▶ Directions for this task: Tally the lines in the records below that contain the string "round", treating upper and lower case as different. Reply with the count alone.
* * * * * * * * *
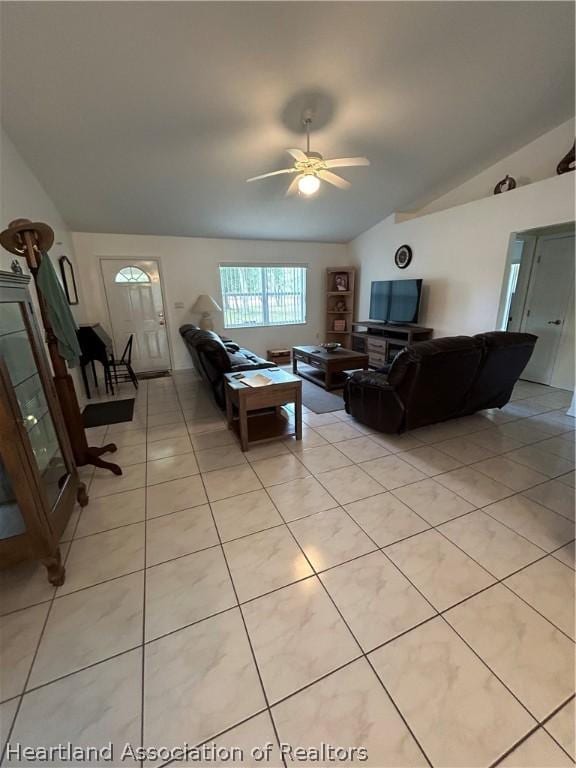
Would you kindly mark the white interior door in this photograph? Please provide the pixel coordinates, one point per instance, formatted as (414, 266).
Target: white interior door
(134, 295)
(547, 304)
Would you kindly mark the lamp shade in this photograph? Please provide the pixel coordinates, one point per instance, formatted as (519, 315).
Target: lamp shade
(205, 303)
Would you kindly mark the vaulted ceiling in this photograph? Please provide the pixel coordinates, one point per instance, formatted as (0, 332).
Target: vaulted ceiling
(148, 117)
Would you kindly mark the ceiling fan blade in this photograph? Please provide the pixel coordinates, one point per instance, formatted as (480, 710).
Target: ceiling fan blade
(347, 162)
(293, 188)
(332, 178)
(273, 173)
(297, 154)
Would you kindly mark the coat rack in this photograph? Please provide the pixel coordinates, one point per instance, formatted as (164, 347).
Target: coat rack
(30, 240)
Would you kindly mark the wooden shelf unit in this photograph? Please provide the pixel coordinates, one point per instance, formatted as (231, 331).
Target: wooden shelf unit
(335, 298)
(382, 341)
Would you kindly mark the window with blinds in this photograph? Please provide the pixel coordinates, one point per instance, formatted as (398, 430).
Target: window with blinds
(263, 295)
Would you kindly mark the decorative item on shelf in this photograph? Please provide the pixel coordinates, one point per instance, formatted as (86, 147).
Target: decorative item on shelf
(568, 162)
(205, 305)
(68, 279)
(505, 185)
(403, 256)
(341, 281)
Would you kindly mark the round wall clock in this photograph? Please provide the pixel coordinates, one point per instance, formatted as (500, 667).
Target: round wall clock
(403, 256)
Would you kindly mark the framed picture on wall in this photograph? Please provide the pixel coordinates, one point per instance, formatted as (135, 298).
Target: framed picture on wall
(68, 280)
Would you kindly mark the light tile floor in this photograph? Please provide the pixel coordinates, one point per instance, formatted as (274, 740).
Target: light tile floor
(412, 595)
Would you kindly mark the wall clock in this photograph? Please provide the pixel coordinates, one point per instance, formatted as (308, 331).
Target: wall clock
(403, 256)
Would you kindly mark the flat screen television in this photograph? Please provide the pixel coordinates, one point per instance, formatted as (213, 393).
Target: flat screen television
(395, 301)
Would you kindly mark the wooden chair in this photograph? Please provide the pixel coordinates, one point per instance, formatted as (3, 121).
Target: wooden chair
(126, 372)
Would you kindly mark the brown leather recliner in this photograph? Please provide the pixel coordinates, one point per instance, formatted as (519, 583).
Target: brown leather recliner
(437, 380)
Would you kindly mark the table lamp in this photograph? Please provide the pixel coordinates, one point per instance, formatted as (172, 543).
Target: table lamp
(204, 305)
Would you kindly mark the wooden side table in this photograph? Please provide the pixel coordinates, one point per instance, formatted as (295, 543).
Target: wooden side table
(285, 388)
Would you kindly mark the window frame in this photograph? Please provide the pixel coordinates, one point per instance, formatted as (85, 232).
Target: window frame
(262, 266)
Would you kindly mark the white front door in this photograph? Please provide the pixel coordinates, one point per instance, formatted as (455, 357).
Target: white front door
(134, 295)
(547, 303)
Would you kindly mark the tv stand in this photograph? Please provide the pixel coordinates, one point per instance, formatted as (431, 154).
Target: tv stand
(382, 341)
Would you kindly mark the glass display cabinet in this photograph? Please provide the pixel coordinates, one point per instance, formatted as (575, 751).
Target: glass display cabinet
(39, 482)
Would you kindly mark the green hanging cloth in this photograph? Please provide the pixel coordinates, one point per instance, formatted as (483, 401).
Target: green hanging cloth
(59, 314)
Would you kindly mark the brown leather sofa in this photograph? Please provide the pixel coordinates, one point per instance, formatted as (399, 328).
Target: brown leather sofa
(213, 356)
(433, 381)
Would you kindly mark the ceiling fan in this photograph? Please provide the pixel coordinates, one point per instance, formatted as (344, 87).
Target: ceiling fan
(312, 169)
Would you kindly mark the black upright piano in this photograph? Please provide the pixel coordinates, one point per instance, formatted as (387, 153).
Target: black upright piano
(96, 346)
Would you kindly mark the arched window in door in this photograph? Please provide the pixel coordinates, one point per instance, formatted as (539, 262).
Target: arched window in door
(131, 275)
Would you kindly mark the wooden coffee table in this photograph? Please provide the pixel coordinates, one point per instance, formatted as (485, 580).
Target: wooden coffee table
(258, 427)
(329, 365)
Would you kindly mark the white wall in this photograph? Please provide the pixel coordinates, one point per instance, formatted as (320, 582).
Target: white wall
(189, 267)
(460, 253)
(533, 162)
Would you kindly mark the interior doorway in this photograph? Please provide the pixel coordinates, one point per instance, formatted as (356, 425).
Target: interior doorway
(538, 298)
(136, 307)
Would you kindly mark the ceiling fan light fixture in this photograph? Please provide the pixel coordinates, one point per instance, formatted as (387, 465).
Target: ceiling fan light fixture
(308, 184)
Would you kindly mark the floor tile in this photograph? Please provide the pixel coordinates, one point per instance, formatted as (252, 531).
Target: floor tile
(349, 708)
(538, 751)
(493, 440)
(19, 635)
(104, 556)
(105, 483)
(554, 495)
(99, 705)
(540, 525)
(543, 461)
(430, 460)
(241, 515)
(561, 727)
(475, 487)
(458, 710)
(301, 497)
(221, 457)
(548, 586)
(464, 449)
(442, 572)
(566, 555)
(331, 537)
(349, 484)
(265, 561)
(362, 449)
(223, 483)
(7, 713)
(433, 502)
(107, 512)
(323, 458)
(129, 454)
(23, 585)
(204, 676)
(494, 546)
(386, 519)
(376, 600)
(338, 431)
(180, 533)
(279, 469)
(185, 590)
(392, 472)
(162, 449)
(297, 636)
(166, 433)
(513, 475)
(531, 657)
(90, 626)
(174, 496)
(171, 468)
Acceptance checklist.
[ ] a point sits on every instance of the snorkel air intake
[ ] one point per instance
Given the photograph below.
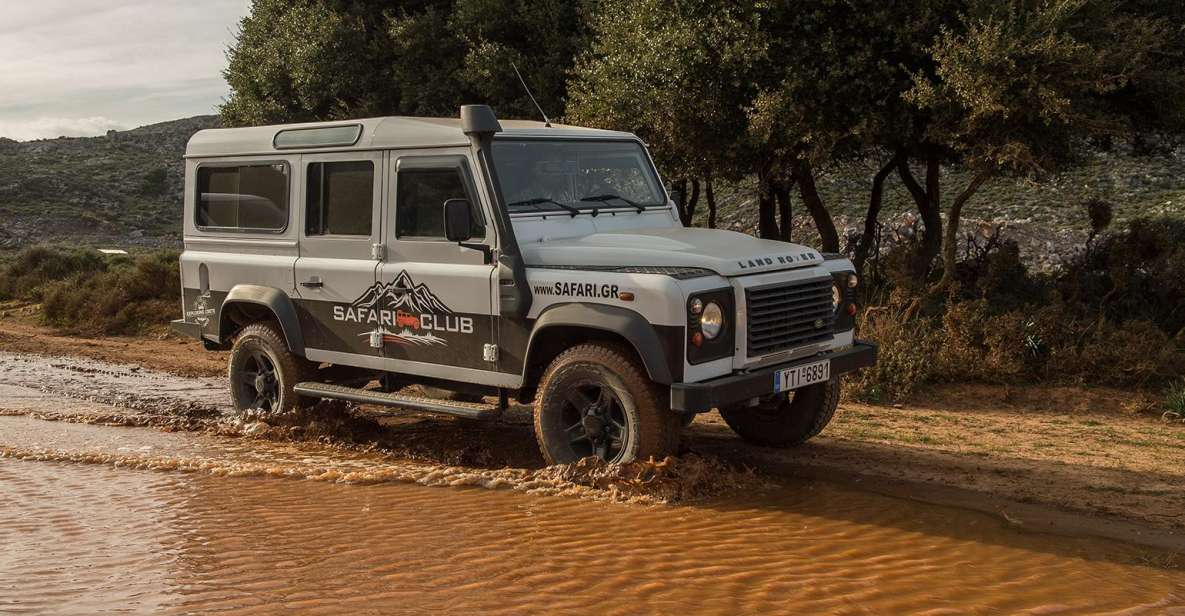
* * * * * * * * *
▶ Answer in full: 2